:: WORK TASK ::
Would you return every line of the listing below that has "segment" in it?

:: RECORDS PROVIDED ::
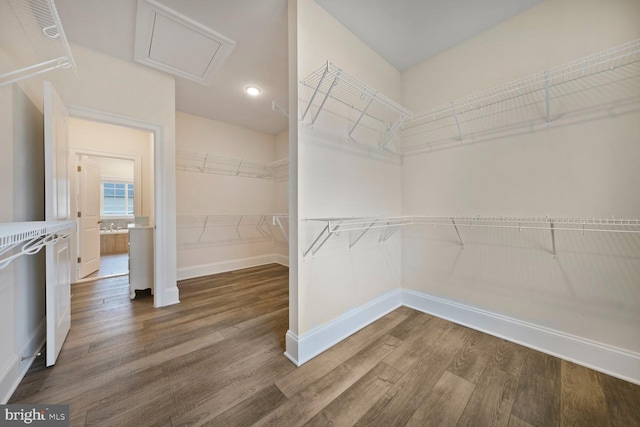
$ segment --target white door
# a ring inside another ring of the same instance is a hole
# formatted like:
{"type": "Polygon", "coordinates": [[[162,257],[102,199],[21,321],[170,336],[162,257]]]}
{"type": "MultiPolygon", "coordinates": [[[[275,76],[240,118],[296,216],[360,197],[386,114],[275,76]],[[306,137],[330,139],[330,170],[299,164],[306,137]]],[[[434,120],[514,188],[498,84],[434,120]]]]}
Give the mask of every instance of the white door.
{"type": "Polygon", "coordinates": [[[80,156],[78,163],[78,278],[100,269],[100,166],[80,156]]]}
{"type": "MultiPolygon", "coordinates": [[[[67,122],[69,114],[49,82],[44,83],[45,220],[69,220],[67,122]]],[[[47,366],[54,365],[71,327],[69,240],[46,249],[47,366]]]]}

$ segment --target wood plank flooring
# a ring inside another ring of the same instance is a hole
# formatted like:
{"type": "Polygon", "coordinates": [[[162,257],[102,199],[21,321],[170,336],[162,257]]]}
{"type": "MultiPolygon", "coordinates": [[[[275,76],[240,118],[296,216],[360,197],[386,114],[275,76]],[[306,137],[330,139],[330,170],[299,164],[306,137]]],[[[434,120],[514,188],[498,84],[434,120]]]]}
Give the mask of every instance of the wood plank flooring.
{"type": "Polygon", "coordinates": [[[154,309],[126,277],[73,285],[58,363],[10,403],[74,426],[640,426],[639,386],[406,307],[296,368],[279,265],[179,287],[154,309]]]}

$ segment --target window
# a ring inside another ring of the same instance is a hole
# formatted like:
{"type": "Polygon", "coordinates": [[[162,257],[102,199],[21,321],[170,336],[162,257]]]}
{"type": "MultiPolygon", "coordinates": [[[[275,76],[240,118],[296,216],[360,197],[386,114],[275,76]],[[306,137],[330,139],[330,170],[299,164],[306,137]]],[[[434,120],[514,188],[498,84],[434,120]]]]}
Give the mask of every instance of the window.
{"type": "Polygon", "coordinates": [[[133,215],[133,184],[103,182],[101,186],[101,214],[105,216],[133,215]]]}

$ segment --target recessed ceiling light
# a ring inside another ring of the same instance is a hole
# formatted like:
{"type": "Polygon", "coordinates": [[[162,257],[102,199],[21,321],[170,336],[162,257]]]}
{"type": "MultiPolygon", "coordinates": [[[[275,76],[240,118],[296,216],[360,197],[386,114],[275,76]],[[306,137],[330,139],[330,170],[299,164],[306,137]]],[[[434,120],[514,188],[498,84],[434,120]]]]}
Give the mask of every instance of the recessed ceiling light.
{"type": "Polygon", "coordinates": [[[258,86],[247,86],[244,90],[251,96],[258,96],[262,92],[258,86]]]}

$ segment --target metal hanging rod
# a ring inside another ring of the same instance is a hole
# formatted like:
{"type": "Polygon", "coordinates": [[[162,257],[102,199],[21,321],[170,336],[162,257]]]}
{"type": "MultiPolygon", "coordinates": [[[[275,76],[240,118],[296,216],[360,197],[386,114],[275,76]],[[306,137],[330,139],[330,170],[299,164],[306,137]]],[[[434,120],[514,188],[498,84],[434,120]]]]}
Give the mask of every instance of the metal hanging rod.
{"type": "Polygon", "coordinates": [[[36,254],[45,246],[68,238],[75,231],[75,221],[0,223],[0,269],[22,255],[36,254]]]}
{"type": "Polygon", "coordinates": [[[263,162],[241,157],[218,156],[206,152],[178,150],[176,169],[217,175],[286,181],[289,178],[289,158],[263,162]]]}
{"type": "Polygon", "coordinates": [[[57,68],[77,73],[58,11],[53,0],[0,0],[0,26],[26,38],[40,62],[20,64],[17,70],[1,74],[0,86],[24,80],[57,68]],[[15,30],[13,30],[15,29],[15,30]]]}
{"type": "Polygon", "coordinates": [[[303,250],[303,257],[315,255],[333,235],[341,232],[360,231],[350,242],[351,249],[370,229],[381,229],[379,243],[386,242],[391,235],[407,225],[431,225],[453,227],[461,246],[462,227],[515,228],[519,230],[545,230],[551,232],[553,254],[557,231],[605,232],[640,234],[640,219],[615,218],[549,218],[549,217],[468,217],[468,216],[390,216],[390,217],[343,217],[305,218],[305,221],[323,222],[324,228],[313,242],[303,250]]]}

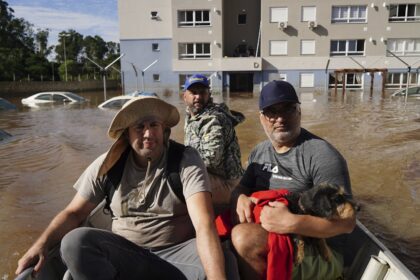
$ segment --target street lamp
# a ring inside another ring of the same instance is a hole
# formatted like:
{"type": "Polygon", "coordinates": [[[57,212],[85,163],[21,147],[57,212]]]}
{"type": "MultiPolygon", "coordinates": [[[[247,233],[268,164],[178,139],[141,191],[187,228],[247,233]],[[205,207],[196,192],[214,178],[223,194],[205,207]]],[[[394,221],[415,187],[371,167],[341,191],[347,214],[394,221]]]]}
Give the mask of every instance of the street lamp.
{"type": "Polygon", "coordinates": [[[66,58],[66,37],[69,37],[70,34],[67,33],[61,33],[60,37],[63,39],[64,44],[64,71],[66,73],[66,82],[67,82],[67,58],[66,58]]]}

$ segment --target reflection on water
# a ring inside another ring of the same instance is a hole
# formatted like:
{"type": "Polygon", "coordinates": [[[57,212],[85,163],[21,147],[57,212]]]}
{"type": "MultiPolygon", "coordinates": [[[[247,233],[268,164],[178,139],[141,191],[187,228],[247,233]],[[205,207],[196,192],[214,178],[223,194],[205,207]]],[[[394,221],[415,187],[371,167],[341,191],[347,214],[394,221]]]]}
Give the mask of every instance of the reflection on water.
{"type": "MultiPolygon", "coordinates": [[[[108,97],[117,93],[109,93],[108,97]]],[[[0,112],[0,129],[13,135],[0,144],[0,276],[12,278],[17,259],[74,195],[72,184],[106,151],[115,111],[97,109],[103,93],[82,93],[90,103],[0,112]]],[[[178,94],[164,99],[184,114],[178,94]]],[[[243,163],[265,134],[258,99],[224,99],[246,120],[237,127],[243,163]]],[[[302,125],[334,144],[347,159],[360,219],[420,275],[420,100],[382,98],[380,93],[302,93],[302,125]]],[[[172,131],[183,140],[183,122],[172,131]]]]}

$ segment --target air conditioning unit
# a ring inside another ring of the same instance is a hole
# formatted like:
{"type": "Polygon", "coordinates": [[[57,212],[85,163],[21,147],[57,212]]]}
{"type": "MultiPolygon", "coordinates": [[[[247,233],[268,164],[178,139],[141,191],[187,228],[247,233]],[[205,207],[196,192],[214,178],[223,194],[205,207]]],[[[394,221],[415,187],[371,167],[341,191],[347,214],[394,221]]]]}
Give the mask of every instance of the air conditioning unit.
{"type": "Polygon", "coordinates": [[[287,28],[287,21],[280,21],[279,22],[279,29],[283,30],[287,28]]]}
{"type": "Polygon", "coordinates": [[[314,29],[317,26],[318,26],[318,23],[316,23],[316,21],[313,21],[313,20],[308,21],[308,27],[309,27],[309,29],[314,29]]]}

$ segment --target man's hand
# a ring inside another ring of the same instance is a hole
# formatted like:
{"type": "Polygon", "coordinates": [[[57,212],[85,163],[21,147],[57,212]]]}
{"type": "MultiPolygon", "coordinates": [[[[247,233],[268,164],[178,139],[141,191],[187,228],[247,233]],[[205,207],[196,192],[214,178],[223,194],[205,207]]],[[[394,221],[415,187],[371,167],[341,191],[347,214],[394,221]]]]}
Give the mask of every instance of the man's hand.
{"type": "Polygon", "coordinates": [[[294,216],[284,203],[278,201],[270,202],[261,211],[261,226],[268,232],[278,234],[293,233],[294,216]]]}
{"type": "Polygon", "coordinates": [[[255,197],[246,196],[244,194],[239,195],[236,204],[236,214],[238,214],[239,222],[241,224],[254,222],[252,210],[257,203],[258,199],[255,197]]]}
{"type": "Polygon", "coordinates": [[[18,267],[15,272],[16,275],[22,273],[25,269],[33,265],[35,265],[34,274],[38,273],[45,264],[47,254],[47,249],[34,244],[34,246],[32,246],[18,261],[18,267]]]}

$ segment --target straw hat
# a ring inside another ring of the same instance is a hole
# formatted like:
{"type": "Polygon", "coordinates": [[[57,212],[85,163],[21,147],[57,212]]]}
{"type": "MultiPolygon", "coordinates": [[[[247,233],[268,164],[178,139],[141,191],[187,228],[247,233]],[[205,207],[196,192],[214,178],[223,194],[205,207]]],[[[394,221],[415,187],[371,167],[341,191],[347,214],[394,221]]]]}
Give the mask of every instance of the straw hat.
{"type": "Polygon", "coordinates": [[[157,117],[169,127],[177,125],[180,118],[178,109],[159,97],[135,97],[115,115],[108,129],[109,137],[118,139],[127,127],[146,117],[157,117]]]}

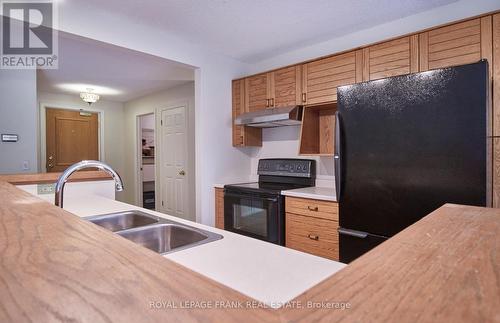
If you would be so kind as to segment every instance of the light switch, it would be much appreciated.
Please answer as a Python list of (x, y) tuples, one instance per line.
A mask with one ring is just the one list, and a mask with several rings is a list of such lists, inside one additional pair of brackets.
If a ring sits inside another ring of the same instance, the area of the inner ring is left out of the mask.
[(18, 140), (18, 135), (2, 133), (2, 142), (17, 142)]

:: EXERCISE OUTPUT ::
$ segment --target white door
$ segment --target wood plank flooring
$ segment --target window
$ segment --target recessed ceiling light
$ segment --target metal hanging rod
$ segment --target street lamp
$ segment --target reflection on water
$ segment --target air conditioning unit
$ segment --target man's hand
$ segment --target straw hat
If you would be so kind as to segment every instance of the light switch, it would be much appreciated.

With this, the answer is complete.